## OPDRACHT
Welke woorden voor het maaltijdonderdeel na het hoofdgerecht bespreekt de onderstaande tekst over de herkomst van die woorden?

## BESTUDEERDE TEKST
Toespijs als nagerecht
Toespijs en
nagerecht verwijzen naar de ondergeschikte positie van dit maaltijdonderdeel. Het woord toespijs bestond al in het Middelnederlands, maar duidde toen een bijgerecht in het algemeen aan, iets wat bij de hoofdmaaltijd werd gegeven, zoals brood. Na de Middeleeuwen werden deze woorden ook gebruikt voor wat er na het hoofdgerecht kwam. Nagerecht is letterlijk een gerecht dat na de hoofdschotel wordt gegeten; het woord is in 1599 als nae-ge-richt voor het eerst genoemd.
Dessert
Dit woord is een Frans leenwoord. In de Nederlandse taal werd dit woord voor het eerst aangetroffen in het jaar 1653. In het Frans is het woord afgeleid van het werkwoord
desserver (= de tafel afruimen). In de 15de eeuw is de betekenis verschoven van “het afruimen van tafel” naar “gerecht dat men tijdens of na het afruimen opdient.”

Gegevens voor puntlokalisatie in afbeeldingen
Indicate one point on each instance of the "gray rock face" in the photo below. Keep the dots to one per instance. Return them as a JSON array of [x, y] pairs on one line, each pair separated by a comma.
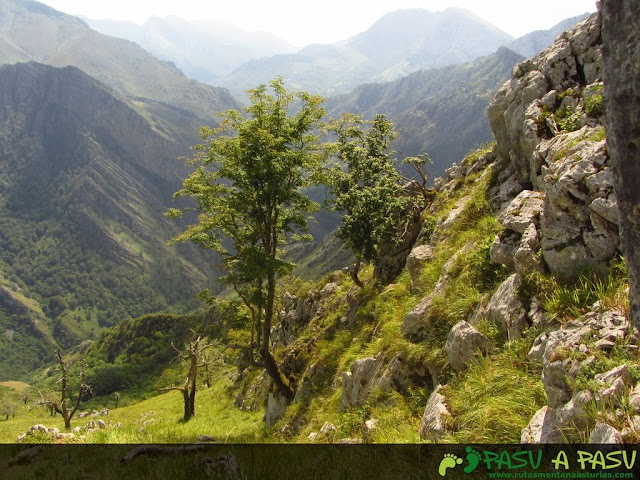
[[433, 424], [550, 133], [579, 223], [621, 58], [517, 246], [506, 310], [465, 343], [400, 374], [564, 353], [416, 260], [276, 406], [604, 433], [357, 382], [418, 320]]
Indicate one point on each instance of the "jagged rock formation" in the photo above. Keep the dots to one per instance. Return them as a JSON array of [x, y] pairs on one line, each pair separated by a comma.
[[547, 121], [621, 59]]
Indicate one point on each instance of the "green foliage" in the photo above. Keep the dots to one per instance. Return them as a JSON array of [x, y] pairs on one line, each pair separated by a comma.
[[594, 105], [248, 187], [564, 299], [496, 398], [486, 274], [567, 119], [368, 191]]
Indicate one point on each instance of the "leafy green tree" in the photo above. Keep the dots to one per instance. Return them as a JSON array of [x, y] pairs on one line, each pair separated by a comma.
[[367, 188], [248, 188]]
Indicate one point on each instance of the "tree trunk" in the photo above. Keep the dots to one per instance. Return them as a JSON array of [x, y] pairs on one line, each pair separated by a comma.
[[270, 364], [187, 405], [354, 272], [621, 60]]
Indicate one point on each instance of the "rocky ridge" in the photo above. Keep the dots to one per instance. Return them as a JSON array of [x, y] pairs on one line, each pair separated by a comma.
[[551, 190]]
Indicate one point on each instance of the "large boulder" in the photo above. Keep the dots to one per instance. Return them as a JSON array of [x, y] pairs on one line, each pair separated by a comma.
[[434, 420]]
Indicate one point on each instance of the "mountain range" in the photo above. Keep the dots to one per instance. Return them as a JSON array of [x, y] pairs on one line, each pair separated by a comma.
[[399, 43], [85, 180], [204, 50], [90, 129]]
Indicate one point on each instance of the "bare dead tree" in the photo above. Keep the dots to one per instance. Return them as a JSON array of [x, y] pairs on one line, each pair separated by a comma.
[[421, 178], [62, 406], [194, 357]]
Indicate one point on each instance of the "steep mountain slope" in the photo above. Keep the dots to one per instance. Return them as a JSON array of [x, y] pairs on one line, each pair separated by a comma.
[[399, 43], [32, 31], [511, 322], [85, 181], [438, 111], [202, 50]]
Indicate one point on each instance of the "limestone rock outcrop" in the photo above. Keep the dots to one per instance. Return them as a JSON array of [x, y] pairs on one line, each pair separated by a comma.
[[547, 121]]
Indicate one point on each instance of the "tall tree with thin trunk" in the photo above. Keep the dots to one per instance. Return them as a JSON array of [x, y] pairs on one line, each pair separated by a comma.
[[194, 356], [621, 73], [64, 406], [248, 185], [366, 186]]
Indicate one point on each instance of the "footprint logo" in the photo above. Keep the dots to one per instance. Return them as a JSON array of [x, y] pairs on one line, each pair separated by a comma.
[[473, 457], [449, 461]]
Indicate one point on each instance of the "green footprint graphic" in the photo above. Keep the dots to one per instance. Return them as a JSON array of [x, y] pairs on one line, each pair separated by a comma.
[[449, 461], [473, 457]]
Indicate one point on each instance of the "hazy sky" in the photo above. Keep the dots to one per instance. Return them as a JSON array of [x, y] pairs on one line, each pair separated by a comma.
[[324, 21]]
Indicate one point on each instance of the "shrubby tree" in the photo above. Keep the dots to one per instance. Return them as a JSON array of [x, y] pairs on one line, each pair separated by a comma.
[[248, 186], [367, 188]]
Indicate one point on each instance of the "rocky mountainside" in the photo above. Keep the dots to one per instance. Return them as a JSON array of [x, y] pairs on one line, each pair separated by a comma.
[[84, 183], [202, 50], [399, 43], [511, 315], [31, 31]]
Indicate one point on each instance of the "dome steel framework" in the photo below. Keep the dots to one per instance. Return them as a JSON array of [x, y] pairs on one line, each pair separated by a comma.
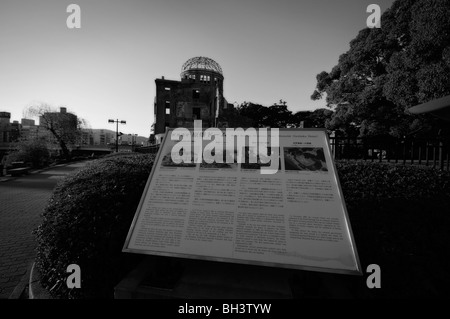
[[202, 63]]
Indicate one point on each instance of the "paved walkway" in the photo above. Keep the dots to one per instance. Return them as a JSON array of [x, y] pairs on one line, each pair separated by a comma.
[[22, 200]]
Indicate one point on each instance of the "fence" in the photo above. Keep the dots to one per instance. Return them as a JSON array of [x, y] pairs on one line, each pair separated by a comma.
[[433, 153], [426, 152]]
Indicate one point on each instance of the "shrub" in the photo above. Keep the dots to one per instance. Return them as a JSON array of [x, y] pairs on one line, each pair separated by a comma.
[[86, 222], [400, 220]]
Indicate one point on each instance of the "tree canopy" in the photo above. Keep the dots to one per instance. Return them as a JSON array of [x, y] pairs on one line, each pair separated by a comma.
[[390, 69], [277, 115]]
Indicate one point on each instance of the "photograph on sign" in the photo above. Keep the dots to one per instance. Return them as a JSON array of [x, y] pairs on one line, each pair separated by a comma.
[[230, 210]]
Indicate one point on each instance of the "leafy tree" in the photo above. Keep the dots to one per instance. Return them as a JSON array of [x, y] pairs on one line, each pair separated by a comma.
[[388, 70], [30, 150], [63, 127]]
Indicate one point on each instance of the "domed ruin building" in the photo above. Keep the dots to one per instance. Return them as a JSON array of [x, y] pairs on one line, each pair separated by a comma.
[[198, 96]]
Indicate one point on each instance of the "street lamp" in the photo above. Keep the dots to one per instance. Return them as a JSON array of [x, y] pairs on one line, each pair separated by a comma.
[[117, 131]]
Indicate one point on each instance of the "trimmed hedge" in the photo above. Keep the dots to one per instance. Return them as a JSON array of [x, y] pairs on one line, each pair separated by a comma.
[[399, 216], [86, 222]]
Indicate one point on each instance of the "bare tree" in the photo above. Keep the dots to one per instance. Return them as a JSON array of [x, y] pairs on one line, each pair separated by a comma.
[[64, 127]]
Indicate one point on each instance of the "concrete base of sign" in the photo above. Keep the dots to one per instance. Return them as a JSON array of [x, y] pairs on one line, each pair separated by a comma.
[[167, 278]]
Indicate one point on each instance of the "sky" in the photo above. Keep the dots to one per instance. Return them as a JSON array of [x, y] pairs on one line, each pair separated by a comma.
[[268, 50]]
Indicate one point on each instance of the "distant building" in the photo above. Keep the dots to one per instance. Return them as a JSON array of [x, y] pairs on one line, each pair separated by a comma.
[[198, 96]]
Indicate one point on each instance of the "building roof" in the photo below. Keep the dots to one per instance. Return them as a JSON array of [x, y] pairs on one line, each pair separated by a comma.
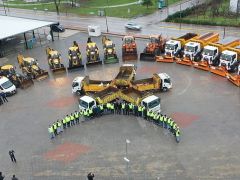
[[13, 26]]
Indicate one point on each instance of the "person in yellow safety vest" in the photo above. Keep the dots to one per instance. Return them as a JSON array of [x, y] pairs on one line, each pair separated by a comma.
[[85, 113], [58, 126], [139, 110], [123, 108], [148, 115], [55, 128], [90, 112], [72, 119], [178, 135], [51, 132], [64, 121], [165, 121], [161, 120], [76, 115]]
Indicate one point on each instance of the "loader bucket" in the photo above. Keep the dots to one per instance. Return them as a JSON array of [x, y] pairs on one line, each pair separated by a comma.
[[235, 79], [201, 65], [111, 60], [129, 57], [75, 67], [147, 57], [59, 70], [167, 59], [221, 71], [42, 76], [26, 83]]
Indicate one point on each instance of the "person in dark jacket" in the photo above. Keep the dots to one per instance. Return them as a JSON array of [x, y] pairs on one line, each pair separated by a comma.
[[90, 176], [1, 176]]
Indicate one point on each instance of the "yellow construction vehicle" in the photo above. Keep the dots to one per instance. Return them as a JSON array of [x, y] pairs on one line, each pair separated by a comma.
[[229, 60], [154, 48], [92, 53], [126, 74], [110, 55], [211, 53], [84, 85], [235, 78], [74, 57], [129, 48], [17, 79], [54, 60], [174, 48], [159, 82], [193, 49], [30, 68]]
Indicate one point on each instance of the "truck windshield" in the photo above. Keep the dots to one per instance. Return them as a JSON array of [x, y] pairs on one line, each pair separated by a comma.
[[226, 57], [189, 48], [83, 104], [152, 104], [169, 46], [208, 52], [7, 85]]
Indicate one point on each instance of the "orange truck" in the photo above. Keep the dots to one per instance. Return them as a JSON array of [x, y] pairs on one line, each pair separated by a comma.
[[193, 49], [212, 52], [174, 48]]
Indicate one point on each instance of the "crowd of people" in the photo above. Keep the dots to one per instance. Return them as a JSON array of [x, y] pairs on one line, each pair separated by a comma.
[[118, 107], [3, 98]]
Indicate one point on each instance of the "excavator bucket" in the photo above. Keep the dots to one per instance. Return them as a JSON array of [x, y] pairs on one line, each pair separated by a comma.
[[129, 57], [42, 76], [221, 71], [235, 79], [184, 61], [26, 83], [167, 59], [203, 65], [147, 57]]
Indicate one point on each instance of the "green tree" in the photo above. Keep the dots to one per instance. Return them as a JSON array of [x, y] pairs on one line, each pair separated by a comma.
[[147, 3]]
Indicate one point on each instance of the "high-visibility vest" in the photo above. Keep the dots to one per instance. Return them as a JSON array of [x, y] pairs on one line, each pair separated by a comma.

## UITKOMST OEFENING
Toespijs, nagerecht en dessert.